● EXERCISE GOAL
Please find every line in the entries below that contains the string "query", and copy it.

★ ★ ★ ★

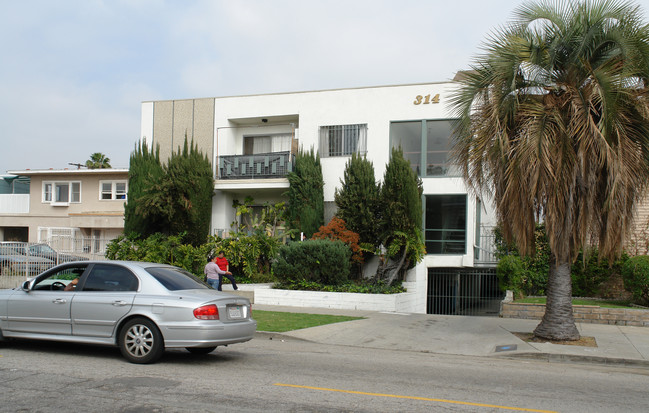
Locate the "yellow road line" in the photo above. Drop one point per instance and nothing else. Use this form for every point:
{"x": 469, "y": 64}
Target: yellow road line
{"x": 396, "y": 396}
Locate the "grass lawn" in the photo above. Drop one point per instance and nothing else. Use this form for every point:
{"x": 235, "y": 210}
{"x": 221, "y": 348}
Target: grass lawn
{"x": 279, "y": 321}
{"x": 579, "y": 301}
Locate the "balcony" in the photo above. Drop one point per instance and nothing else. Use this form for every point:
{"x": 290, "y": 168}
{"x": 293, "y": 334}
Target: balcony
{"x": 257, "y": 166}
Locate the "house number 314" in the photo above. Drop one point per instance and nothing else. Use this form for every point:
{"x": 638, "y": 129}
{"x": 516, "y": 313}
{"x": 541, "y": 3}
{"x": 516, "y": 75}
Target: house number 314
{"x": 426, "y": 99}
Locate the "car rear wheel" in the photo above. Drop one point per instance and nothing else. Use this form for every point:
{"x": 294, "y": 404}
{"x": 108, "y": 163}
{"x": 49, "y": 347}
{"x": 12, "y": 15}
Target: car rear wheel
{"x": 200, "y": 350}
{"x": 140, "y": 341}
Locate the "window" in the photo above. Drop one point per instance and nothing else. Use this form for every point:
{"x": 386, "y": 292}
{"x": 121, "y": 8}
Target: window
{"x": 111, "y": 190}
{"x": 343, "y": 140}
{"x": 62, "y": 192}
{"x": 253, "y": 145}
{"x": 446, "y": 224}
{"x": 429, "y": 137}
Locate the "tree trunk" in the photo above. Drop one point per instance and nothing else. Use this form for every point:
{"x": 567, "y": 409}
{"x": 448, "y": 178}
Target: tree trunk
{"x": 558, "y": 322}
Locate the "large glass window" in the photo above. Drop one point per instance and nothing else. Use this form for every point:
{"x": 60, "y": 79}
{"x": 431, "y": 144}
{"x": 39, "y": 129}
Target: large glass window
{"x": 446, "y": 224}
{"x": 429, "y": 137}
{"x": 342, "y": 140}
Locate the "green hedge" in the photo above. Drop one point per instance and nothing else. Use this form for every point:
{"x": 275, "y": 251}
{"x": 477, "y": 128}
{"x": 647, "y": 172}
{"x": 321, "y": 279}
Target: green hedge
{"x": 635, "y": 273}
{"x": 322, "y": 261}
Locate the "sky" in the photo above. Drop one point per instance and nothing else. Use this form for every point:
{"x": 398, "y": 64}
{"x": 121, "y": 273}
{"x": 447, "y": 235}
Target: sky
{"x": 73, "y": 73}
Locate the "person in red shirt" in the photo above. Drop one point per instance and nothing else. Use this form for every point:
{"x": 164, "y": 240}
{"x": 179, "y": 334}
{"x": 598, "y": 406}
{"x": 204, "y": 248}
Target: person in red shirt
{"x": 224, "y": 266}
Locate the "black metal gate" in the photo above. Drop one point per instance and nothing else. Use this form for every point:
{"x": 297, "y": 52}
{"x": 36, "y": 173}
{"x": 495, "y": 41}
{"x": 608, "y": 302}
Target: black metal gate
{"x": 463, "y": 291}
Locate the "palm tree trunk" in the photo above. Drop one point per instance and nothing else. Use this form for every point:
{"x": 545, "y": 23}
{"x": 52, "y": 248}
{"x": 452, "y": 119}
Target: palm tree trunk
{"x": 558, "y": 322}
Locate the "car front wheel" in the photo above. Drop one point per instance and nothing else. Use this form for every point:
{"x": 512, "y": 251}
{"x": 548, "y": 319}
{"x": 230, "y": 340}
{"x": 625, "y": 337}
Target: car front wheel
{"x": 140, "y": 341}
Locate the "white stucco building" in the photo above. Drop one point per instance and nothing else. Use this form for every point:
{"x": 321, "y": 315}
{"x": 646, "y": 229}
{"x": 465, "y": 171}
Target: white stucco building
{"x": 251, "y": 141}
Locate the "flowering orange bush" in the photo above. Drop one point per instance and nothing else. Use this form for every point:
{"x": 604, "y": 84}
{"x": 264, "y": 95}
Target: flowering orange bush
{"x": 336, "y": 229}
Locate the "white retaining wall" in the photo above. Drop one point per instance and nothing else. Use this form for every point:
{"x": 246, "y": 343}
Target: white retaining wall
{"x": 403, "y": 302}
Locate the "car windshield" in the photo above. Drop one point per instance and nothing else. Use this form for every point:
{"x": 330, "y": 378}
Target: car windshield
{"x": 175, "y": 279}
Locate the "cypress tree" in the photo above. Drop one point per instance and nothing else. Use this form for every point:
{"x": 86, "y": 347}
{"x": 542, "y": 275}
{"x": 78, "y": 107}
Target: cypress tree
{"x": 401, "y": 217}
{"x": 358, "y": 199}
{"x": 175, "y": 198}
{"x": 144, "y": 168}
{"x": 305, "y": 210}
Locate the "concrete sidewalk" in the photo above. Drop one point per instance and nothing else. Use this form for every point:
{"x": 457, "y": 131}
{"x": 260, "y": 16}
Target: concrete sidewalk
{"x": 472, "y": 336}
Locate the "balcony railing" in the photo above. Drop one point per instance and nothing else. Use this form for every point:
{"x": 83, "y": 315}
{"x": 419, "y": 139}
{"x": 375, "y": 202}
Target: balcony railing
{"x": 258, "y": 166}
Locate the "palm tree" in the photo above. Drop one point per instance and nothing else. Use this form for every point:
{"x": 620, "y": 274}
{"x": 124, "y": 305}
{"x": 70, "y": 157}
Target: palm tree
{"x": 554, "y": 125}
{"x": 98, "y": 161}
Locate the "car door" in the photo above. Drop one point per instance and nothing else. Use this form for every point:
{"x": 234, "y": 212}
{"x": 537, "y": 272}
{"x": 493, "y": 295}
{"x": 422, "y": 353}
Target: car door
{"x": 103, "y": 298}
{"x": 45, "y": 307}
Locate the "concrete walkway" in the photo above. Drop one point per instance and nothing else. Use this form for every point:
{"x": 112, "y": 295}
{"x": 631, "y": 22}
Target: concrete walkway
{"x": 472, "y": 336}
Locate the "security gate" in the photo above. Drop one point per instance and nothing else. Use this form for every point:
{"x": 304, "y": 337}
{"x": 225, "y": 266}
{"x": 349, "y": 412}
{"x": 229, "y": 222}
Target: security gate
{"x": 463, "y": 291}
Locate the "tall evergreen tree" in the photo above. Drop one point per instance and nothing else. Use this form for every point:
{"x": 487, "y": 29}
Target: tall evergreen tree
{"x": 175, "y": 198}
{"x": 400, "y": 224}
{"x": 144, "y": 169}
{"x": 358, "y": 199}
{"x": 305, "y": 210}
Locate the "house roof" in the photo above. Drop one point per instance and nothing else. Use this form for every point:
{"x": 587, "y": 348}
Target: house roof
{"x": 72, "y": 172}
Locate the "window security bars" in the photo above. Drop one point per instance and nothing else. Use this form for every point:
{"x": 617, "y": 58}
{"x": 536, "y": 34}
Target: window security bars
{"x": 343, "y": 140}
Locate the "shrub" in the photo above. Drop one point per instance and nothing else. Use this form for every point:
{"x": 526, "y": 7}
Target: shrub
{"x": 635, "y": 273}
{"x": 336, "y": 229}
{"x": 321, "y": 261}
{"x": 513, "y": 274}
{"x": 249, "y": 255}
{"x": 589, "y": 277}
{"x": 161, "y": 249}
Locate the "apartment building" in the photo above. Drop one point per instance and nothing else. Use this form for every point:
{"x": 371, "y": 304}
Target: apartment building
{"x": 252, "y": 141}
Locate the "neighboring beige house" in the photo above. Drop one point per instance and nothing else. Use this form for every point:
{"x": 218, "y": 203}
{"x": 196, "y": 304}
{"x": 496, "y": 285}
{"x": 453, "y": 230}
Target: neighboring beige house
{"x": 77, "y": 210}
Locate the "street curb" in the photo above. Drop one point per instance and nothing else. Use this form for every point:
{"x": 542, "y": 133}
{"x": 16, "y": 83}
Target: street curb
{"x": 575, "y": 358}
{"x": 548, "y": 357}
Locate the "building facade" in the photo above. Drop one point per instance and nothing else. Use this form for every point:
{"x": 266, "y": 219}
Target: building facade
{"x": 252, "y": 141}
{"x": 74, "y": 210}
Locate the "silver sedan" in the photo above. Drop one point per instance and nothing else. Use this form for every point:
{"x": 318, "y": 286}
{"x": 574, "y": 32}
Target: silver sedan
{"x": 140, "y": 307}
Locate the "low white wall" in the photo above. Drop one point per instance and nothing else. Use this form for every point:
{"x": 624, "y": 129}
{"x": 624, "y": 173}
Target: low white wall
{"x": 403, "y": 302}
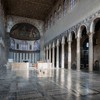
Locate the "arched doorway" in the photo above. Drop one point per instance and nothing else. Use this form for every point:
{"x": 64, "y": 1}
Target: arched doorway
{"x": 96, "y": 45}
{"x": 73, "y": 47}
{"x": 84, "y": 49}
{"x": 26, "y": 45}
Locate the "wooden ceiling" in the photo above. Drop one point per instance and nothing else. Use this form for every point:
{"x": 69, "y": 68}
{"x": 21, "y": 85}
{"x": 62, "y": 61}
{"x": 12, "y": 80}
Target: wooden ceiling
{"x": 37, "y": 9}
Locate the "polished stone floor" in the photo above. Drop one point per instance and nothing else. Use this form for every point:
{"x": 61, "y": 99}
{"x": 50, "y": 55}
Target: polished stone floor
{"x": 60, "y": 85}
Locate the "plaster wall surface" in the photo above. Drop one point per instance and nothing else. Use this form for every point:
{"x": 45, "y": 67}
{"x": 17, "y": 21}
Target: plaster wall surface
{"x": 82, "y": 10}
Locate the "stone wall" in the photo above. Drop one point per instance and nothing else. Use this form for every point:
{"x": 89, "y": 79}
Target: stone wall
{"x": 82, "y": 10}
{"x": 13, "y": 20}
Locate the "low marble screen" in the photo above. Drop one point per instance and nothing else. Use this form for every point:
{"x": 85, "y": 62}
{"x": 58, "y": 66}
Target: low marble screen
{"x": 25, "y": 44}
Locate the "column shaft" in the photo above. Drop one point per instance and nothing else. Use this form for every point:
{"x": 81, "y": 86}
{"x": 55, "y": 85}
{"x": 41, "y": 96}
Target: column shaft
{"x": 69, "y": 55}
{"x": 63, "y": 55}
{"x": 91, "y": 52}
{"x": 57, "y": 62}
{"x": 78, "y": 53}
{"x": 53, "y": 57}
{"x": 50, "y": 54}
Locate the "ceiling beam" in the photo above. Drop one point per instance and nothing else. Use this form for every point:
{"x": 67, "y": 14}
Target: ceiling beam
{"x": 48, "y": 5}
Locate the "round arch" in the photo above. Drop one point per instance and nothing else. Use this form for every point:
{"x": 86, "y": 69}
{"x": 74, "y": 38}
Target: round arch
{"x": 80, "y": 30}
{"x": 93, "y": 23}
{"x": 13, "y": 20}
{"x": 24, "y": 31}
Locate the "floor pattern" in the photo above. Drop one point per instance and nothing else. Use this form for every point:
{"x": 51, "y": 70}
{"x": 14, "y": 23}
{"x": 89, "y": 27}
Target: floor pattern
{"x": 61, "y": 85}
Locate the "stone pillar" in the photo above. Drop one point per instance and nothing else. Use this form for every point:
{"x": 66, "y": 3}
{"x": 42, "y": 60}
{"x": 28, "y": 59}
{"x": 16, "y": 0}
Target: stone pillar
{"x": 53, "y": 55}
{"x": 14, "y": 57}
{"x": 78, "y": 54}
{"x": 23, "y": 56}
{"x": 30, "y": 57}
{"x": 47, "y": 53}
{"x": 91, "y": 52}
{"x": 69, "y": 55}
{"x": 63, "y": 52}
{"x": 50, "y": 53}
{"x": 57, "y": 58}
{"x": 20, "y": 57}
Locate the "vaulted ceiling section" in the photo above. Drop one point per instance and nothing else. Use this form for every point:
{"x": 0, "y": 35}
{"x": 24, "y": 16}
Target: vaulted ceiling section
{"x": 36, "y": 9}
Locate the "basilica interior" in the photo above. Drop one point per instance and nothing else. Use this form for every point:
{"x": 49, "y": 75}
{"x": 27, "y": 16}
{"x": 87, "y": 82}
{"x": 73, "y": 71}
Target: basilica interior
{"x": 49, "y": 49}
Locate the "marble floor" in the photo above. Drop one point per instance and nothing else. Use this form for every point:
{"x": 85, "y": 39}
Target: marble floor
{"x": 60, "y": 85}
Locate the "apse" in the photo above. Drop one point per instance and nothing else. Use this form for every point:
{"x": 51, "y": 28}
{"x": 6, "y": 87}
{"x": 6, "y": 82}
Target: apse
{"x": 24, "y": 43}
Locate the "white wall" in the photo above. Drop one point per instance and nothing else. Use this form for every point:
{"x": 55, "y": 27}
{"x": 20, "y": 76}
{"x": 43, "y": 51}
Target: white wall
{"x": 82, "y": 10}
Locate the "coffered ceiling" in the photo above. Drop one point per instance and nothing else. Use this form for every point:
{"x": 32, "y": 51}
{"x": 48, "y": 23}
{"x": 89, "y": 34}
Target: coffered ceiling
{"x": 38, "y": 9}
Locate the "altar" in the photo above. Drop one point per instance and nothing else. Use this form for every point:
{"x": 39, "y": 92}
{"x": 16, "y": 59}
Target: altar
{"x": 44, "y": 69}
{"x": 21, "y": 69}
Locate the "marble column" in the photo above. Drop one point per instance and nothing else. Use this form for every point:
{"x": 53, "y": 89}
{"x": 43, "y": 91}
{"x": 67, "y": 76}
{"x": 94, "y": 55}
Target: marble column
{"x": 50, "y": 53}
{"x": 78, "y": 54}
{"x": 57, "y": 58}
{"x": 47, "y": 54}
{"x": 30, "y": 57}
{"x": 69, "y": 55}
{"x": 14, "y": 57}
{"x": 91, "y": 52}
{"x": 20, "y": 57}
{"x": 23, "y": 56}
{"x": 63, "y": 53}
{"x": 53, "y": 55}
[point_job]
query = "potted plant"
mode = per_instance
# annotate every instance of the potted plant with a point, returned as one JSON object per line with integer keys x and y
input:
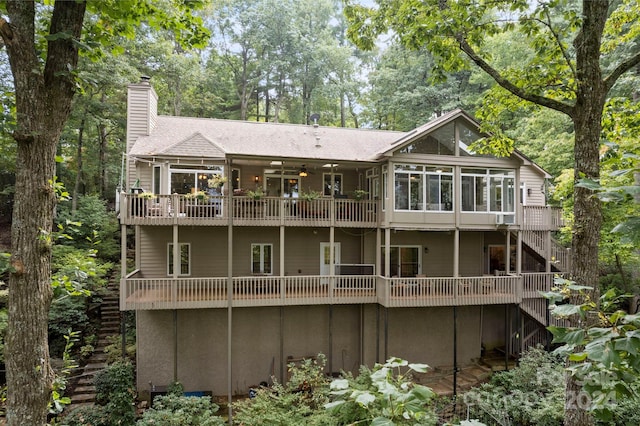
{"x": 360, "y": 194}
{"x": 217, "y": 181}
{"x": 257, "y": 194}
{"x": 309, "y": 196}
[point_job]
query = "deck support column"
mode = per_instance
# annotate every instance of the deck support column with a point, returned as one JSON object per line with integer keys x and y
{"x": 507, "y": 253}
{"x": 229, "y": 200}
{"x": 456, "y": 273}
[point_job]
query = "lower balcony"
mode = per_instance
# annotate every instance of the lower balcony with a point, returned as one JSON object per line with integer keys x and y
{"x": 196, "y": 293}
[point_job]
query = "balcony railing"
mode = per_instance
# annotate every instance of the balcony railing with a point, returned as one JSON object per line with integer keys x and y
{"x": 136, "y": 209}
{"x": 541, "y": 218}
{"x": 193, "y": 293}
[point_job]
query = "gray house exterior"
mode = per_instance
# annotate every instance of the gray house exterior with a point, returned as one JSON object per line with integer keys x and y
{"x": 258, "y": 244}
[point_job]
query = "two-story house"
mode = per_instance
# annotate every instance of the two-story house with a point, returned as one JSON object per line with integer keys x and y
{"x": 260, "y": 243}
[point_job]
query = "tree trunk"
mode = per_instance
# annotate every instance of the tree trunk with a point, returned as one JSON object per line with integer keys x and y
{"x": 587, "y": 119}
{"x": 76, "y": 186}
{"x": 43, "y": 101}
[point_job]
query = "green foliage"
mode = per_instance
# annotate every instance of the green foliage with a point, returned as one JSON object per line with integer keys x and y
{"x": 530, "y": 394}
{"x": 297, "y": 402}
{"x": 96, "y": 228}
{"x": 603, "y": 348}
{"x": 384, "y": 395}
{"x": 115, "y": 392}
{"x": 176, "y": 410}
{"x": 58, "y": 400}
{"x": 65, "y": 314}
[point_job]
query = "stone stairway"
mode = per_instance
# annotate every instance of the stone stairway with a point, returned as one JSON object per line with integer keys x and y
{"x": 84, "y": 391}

★ ★ ★ ★

● RESULT BELOW
query = "potted plant"
query = "deck support column"
query = "lower balcony"
query = "balcony railing"
query = "gray house exterior"
query = "two-story house"
query = "tree trunk"
query = "green foliage"
query = "stone stairway"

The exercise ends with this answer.